Significantly, both figures occupy a central position in Freud’s theory of dream interpretation. In the case of Oedipus, Freud does not so much psychoanalyze the Sophoclean character as the audience’s reaction to his tragedy. If modern spectators continue to identify with the drama and its ancient questions, Freud argues, this must indicate the persistence of a mythical past within the unconscious. Similarly, the collective amnesia that overtakes the Jewish people after the murder of Moses completes the circle of neurotic and prehistoric repression that Freud had first outlined at the beginning of the century in The Interpretation of Dreams.
We began from the hypothesis that Freud had symbolically “killed” both his father and his Jewish heritage in the name of a philhellenic victory. What has emerged, however, is not only that this hypothesis is untenable, but that the Greek and Jewish worlds contributed jointly, and not in opposition, to the formation of psychoanalysis and to Freud’s intellectual project. A further question nevertheless remains: how was such a convergence possible?
To address this question in the most coherent interpretive framework, it is necessary to examine a concept developed by Freud in The Uncanny (Das Unheimliche) and by Otto Rank in Der Doppelgänger, namely the figure of the double. The uncanny designates something that was once deeply familiar within psychic life, originating in a remote past, but which has subsequently been alienated through processes of splitting and repression. This alienation is facilitated by the projection of one’s most troubling, forbidden, or disturbing aspects onto an external figure. The resulting affective disturbance arises precisely from the return of what has been repressed: something that appears at once familiar and estranged.
The uncanny thus emerges from the subject’s inability to establish a clear boundary between self and other. This instability produces both fascination and terror, as the subject is confronted not only with the collapse of a stable identity, but also with the negative image of the self: what one might have been, but is not. In this sense, the dynamics of splitting and repression may be understood as the conceptual keystone of the relationship between Greek and Jewish traditions. In a prehistoric or pre-symbolic past, these traditions may be conceived as forming a single structure of thought. Freud’s analysis of Egyptian society in Moses and Monotheism may be read as identifying one of the earliest historical moments in the gradual separation of these two cultural formations.
******************************
• QUESTIONS TO ANSWER:
1. List every titled work that the passage on Freud names.
2. Answer from the passage on Freud:
(a) In the case of Oedipus, whose reaction does Freud analyze?
(b) Who wrote Der Doppelgänger?
(c) What does the uncanny emerge from?
3. Continue the passage on Freud, starting after its final sentence.
The records below come from a separate source and have no connection to the passage on Freud.
******************************
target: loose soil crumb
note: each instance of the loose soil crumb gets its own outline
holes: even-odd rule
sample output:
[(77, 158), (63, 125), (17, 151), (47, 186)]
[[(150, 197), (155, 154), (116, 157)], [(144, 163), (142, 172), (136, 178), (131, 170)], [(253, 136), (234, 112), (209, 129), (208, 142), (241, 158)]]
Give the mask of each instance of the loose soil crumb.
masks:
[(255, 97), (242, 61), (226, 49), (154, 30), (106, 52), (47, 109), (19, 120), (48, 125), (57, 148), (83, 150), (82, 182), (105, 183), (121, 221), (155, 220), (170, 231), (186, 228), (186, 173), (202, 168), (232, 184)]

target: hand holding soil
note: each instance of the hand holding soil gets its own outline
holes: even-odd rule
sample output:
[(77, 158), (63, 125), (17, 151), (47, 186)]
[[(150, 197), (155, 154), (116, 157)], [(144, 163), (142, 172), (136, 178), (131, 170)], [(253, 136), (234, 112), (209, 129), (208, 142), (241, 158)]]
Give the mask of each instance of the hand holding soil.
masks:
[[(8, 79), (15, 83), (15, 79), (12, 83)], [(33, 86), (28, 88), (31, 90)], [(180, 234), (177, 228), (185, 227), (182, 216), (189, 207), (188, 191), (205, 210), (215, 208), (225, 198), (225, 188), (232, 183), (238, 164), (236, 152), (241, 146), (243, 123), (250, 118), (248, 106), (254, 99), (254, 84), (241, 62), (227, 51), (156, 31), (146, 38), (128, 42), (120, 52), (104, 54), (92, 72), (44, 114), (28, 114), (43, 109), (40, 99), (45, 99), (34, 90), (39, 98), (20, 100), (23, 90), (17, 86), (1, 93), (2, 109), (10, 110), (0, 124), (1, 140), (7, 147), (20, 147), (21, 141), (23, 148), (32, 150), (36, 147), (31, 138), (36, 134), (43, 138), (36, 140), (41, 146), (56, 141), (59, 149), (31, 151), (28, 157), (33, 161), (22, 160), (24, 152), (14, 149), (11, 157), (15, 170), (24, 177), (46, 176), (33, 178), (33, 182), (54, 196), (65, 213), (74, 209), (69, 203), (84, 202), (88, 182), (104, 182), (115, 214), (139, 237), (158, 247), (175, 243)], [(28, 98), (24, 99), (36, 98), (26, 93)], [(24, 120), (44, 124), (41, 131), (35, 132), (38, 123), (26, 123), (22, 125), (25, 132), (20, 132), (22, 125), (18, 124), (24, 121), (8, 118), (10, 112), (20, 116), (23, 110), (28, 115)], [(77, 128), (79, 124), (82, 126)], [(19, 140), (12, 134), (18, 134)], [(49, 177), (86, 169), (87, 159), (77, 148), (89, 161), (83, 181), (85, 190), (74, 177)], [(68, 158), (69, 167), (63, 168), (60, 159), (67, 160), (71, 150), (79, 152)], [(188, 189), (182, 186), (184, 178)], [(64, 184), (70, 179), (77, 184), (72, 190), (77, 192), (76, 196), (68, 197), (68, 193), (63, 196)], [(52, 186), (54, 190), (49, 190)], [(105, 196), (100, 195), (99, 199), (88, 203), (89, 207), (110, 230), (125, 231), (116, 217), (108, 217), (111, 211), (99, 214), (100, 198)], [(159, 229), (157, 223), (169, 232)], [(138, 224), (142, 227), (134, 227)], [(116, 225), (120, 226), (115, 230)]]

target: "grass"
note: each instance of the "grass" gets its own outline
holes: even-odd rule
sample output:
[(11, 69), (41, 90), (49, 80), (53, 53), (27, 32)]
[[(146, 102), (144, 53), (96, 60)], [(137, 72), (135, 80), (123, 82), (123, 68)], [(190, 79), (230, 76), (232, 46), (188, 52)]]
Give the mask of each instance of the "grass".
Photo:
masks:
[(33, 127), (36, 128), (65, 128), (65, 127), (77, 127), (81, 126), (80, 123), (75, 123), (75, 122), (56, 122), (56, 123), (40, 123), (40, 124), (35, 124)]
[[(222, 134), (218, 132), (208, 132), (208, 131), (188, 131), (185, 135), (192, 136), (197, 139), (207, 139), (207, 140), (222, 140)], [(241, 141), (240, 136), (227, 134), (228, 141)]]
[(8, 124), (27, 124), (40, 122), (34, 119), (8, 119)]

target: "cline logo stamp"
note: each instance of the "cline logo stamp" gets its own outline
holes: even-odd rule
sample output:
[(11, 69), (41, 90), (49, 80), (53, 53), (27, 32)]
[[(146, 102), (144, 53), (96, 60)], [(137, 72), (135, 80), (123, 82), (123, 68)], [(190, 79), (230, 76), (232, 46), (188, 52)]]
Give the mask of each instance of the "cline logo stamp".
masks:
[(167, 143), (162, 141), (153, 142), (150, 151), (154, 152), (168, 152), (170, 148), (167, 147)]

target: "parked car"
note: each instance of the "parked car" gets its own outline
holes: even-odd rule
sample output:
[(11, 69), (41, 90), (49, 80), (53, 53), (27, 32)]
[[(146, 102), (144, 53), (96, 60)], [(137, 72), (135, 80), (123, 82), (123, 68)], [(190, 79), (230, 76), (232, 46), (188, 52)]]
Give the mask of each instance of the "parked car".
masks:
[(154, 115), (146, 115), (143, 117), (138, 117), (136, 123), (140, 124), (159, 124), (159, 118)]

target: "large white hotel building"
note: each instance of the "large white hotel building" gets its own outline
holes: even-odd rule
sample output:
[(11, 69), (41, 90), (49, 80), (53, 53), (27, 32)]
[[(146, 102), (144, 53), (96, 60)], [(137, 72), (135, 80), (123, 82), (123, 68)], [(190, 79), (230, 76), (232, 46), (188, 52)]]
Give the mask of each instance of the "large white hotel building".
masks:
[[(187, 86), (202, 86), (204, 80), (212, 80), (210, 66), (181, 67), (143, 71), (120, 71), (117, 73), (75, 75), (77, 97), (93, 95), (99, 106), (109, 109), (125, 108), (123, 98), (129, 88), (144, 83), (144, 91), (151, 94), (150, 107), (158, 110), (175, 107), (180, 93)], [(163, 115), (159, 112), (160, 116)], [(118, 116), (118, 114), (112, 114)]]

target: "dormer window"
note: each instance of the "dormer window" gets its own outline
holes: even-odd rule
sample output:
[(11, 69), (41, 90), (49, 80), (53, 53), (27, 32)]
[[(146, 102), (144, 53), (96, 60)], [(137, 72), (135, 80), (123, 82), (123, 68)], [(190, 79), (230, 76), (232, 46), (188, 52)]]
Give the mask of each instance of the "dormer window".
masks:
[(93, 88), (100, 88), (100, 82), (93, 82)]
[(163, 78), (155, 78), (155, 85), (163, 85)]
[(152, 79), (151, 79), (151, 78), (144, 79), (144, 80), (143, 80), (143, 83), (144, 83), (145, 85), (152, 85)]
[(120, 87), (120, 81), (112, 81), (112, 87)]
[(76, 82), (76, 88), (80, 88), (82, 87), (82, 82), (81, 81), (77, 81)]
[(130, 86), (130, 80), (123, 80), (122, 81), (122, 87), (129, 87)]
******************************
• ANSWERS TO THE EXERCISE:
1.
The Interpretation of Dreams
The Uncanny (Das Unheimliche)
Der Doppelgänger
Moses and Monotheism

2.
(a) The audience's reaction to his tragedy.
(b) Otto Rank.
(c) The subject's inability to establish a clear boundary between self and other.

3.
From this primordial unity, two models of thought emerged that are at once opposed and mutually reflective. Greeks and Jews, Oedipus and Moses, the Apollonian and the Dionysian, reason and faith, son and father, reality and dream, the Odyssey and the Ancient Will: each of these binaries articulates a relation of tension that is simultaneously one of complementarity. The opposition does not efface the shared origin; rather, it presupposes it.
Within this framework, psychoanalysis -understood as a discipline devoted to the exploration of the unconscious and the recovery of the past- becomes the privileged site of the uncanny return. It constitutes the terrain upon which these two forms of otherness re-emerge as recognizably related, revealing themselves as differentiated expressions of a common archaic identity. From this perspective, Freud’s attempt to demonstrate the Egyptian origin of Moses may be interpreted as a theoretical gesture consistent with this logic of doubling: an effort to locate Jewish origins within a cultural matrix that precedes and encompasses both Greek rationality and Jewish monotheism.
This hypothesis finds a suggestive parallel in Hegel’s Philosophy of History. Hegel identifies the episode of Oedipus and the Sphinx, “the great Egyptian symbol”, as one of the decisive moments in the history of human culture, marking the point at which Greek reason separates itself from Eastern, and specifically Egyptian, wisdom. Yet the very notion of separation presupposes a prior unity. If Greek reason emerges through its differentiation from Egyptian thought, then it follows logically that both Greeks and Jews must once have belonged to a shared cultural and symbolic body.
It is this original alignment, subsequently split, repressed, and repeatedly returning, that psychoanalysis seeks to uncover.